▶ [Information given]:
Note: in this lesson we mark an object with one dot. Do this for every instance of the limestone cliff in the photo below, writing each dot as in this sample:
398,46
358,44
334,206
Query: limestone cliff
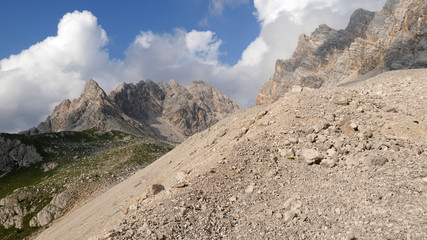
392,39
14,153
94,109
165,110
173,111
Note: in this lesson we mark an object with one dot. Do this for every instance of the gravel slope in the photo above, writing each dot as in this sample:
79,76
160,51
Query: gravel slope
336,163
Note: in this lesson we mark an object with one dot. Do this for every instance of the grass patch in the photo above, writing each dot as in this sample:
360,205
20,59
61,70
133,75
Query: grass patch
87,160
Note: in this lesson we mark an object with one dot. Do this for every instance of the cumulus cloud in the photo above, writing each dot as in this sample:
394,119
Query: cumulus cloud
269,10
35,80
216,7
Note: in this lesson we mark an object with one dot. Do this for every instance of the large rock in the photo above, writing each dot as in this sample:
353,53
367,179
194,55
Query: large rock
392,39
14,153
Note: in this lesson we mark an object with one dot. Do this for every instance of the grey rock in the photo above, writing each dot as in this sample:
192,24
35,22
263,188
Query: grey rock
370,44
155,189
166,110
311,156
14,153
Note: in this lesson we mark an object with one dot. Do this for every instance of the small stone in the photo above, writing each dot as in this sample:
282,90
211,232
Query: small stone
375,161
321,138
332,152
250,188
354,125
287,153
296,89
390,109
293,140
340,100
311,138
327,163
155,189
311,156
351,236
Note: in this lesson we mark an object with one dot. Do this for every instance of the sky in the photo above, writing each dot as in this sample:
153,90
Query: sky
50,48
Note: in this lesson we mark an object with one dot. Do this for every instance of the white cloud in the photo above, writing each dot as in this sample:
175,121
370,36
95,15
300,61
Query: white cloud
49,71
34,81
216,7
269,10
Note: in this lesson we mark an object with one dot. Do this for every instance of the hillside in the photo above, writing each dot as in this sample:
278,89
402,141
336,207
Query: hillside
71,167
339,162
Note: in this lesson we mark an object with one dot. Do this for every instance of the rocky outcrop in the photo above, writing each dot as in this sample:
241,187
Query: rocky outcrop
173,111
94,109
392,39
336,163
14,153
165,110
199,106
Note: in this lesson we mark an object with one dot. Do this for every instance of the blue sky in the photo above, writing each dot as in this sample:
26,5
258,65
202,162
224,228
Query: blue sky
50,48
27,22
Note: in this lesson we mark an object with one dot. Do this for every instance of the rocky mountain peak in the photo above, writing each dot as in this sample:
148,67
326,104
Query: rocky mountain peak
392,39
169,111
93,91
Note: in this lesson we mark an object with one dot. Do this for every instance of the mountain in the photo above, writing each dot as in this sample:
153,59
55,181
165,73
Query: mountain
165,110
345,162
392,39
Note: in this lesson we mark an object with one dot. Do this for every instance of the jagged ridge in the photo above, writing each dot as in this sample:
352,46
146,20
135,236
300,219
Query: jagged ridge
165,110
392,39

▶ [Instructions for the task]:
Write out the whole listing above exactly; do not include the pictures.

▶ [Task solution]:
Note: in this lesson we mark an object with one dot. Do this for every instance of the limestone cliff in the photo below, writing each dot as in this sample:
398,46
358,44
334,206
Query: limestone cliff
392,39
14,153
94,109
165,110
173,111
Note: in this lesson we mark an object with one dot. Do this for every instance of the gravel slope in the photo above, writing each dot as in this sample:
79,76
160,51
Query: gravel slope
336,163
Note: in this lesson we mark an object with one dot. Do this for every instance of the grass patch in the photo above, writing each dot as in this sample:
360,205
20,59
61,70
133,75
Query: grass patch
87,160
Note: in this lesson we mark an object with one dot. Do this for every instance of the cumulus cloud in the photo above, writing each dot as in this sample:
394,119
Query: cumulus cloud
269,10
35,80
216,7
Note: in this lesson we mark an object with one dot. Do this for every instance of the large rock in the photo above, writing each dot as in this sample:
353,53
367,179
194,55
Query: large rock
392,39
14,153
Note: in this lesson we mark an object with one dot. Do this for every instance of the grey rock in the photo above, writing each dot as in this sample:
192,24
35,22
263,188
Query: grey rock
370,44
155,189
166,110
311,156
14,153
Note: in this lesson we mark an object with one dot. Do this for every instance of the small stone in the photo above, writing each dot as in this sample:
282,90
211,232
Query: small stone
375,161
321,138
332,152
250,188
354,125
287,153
296,89
390,109
293,140
340,100
311,138
327,163
155,189
311,156
351,236
Note: in this lesson we mark an object with one dot. Do this for every instance of the sky in the photo above, writing each dot as in this sample:
153,90
Query: sky
50,48
Note: in this lesson we mark an object with one dot. Do this for every instance of the white cloud in the photo above, writing each dot as in this sample:
175,121
370,36
95,15
300,61
Query: white cloud
49,71
34,81
216,7
269,10
Note: in this lesson we mark an object with one dot. Do this for every instance of the hillside in the photo above, writing each dot as in this sample:
278,89
402,141
336,207
Query: hillside
71,167
339,162
Note: in this lesson we mark an object with one dot. Do this for every instance of the rocky outcrop in the photo above, writing each dot as in this sample:
241,187
Query: rocky outcrop
173,111
94,109
392,39
336,163
14,153
165,110
199,106
Note: in this lesson we mark an object with one dot. Do this for every instance of the blue sky in the photo above, writing each dot as in this sample:
26,5
258,65
202,162
224,228
Query: blue sky
50,48
27,22
Note: in this lesson we mark an object with one dot. Do this for every instance of the rocky mountain peak in the photo above, writing each dot as in this sample:
148,67
326,104
Query: rocky mountain peak
392,39
169,111
93,91
Note: in this lesson we mark an object with one dot. Do this for every instance of the mountain in the photo above, writing each dot as in this sample:
153,59
55,181
165,73
Query: mountain
165,110
345,162
392,39
Note: in this lesson we mark an object with one dot. Do this for every instance of the jagged ridge in the photo above, writing each dot as in this sample:
352,46
146,20
135,236
300,219
Query: jagged ridge
165,110
392,39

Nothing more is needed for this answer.